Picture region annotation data
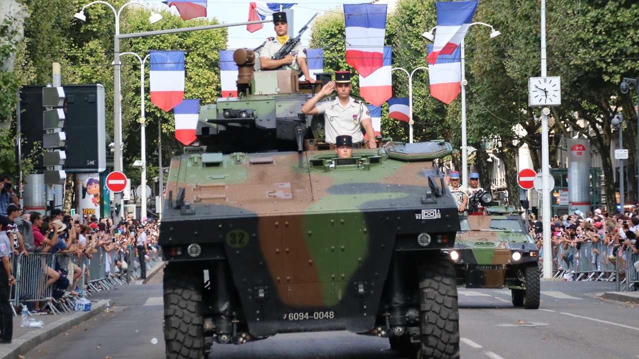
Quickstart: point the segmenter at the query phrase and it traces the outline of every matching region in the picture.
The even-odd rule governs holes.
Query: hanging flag
[[[410,105],[408,97],[396,97],[389,99],[389,118],[399,121],[410,121]]]
[[[184,51],[150,52],[151,102],[168,111],[184,98]]]
[[[233,61],[233,50],[220,50],[220,85],[222,97],[237,97],[238,65]]]
[[[307,49],[306,61],[308,61],[309,75],[314,79],[316,73],[324,72],[324,49]],[[300,81],[307,80],[304,75],[300,79]]]
[[[380,106],[393,96],[393,80],[391,75],[392,47],[384,47],[383,66],[367,77],[360,75],[360,96],[371,105]]]
[[[366,105],[368,107],[368,112],[371,112],[371,119],[373,120],[373,130],[375,132],[375,135],[381,134],[381,106],[373,106],[373,105]],[[364,138],[367,136],[365,135]]]
[[[431,65],[440,54],[450,55],[459,47],[473,22],[479,1],[437,1],[437,26],[433,51],[426,59]]]
[[[428,53],[433,45],[428,45]],[[440,54],[434,65],[428,65],[431,95],[448,104],[461,92],[461,49],[458,47],[450,55]]]
[[[346,62],[367,77],[383,66],[386,5],[344,4]]]
[[[199,117],[199,98],[184,100],[173,109],[175,115],[175,138],[185,145],[197,139],[197,118]]]
[[[182,20],[206,17],[206,0],[164,0],[169,7],[175,6]]]
[[[273,13],[281,11],[284,9],[288,9],[296,5],[297,3],[266,3],[265,1],[256,1],[249,4],[249,21],[259,21],[265,20],[268,15],[273,15]],[[249,33],[254,33],[261,29],[262,24],[252,24],[247,25],[246,29]]]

■ **Task description**: Can you write out all of the material again with "hanging flag" replaced by "waving banner", keeping everything else the same and leaving out the pictures?

■ **Problem solution**:
Quickstart: point the segmenter at the query phrase and it traces the outline of every matching region in the picture.
The even-odd rule governs holes.
Query: waving banner
[[[410,105],[408,97],[396,97],[389,99],[389,118],[399,121],[410,121]]]
[[[184,51],[150,52],[151,102],[168,111],[184,98]]]
[[[233,61],[233,50],[220,50],[220,85],[222,97],[237,97],[238,65]]]
[[[307,49],[306,61],[308,61],[309,75],[314,79],[316,73],[324,72],[324,49]],[[300,81],[307,80],[304,75],[300,79]]]
[[[380,106],[393,96],[393,80],[391,75],[392,47],[384,47],[383,66],[367,77],[360,75],[360,96],[371,105]]]
[[[366,105],[368,107],[368,112],[371,112],[371,119],[373,120],[373,130],[375,132],[375,135],[381,134],[381,106],[373,106],[373,105]],[[364,138],[367,136],[365,135]]]
[[[431,65],[440,54],[450,55],[459,47],[473,22],[479,1],[437,1],[437,26],[433,51],[426,59]]]
[[[428,53],[433,45],[428,45]],[[440,54],[434,65],[428,65],[431,95],[448,104],[461,92],[461,49],[458,47],[450,55]]]
[[[346,62],[367,77],[383,66],[386,5],[344,4]]]
[[[199,117],[199,98],[184,100],[173,109],[175,115],[175,138],[185,145],[197,139],[197,118]]]
[[[182,20],[206,17],[206,0],[164,0],[169,7],[175,6]]]
[[[273,13],[281,11],[284,9],[288,9],[296,5],[297,3],[266,3],[265,1],[256,1],[249,4],[249,21],[259,21],[265,20],[268,15],[273,15]],[[249,33],[254,33],[261,29],[262,24],[252,24],[247,25],[246,29]]]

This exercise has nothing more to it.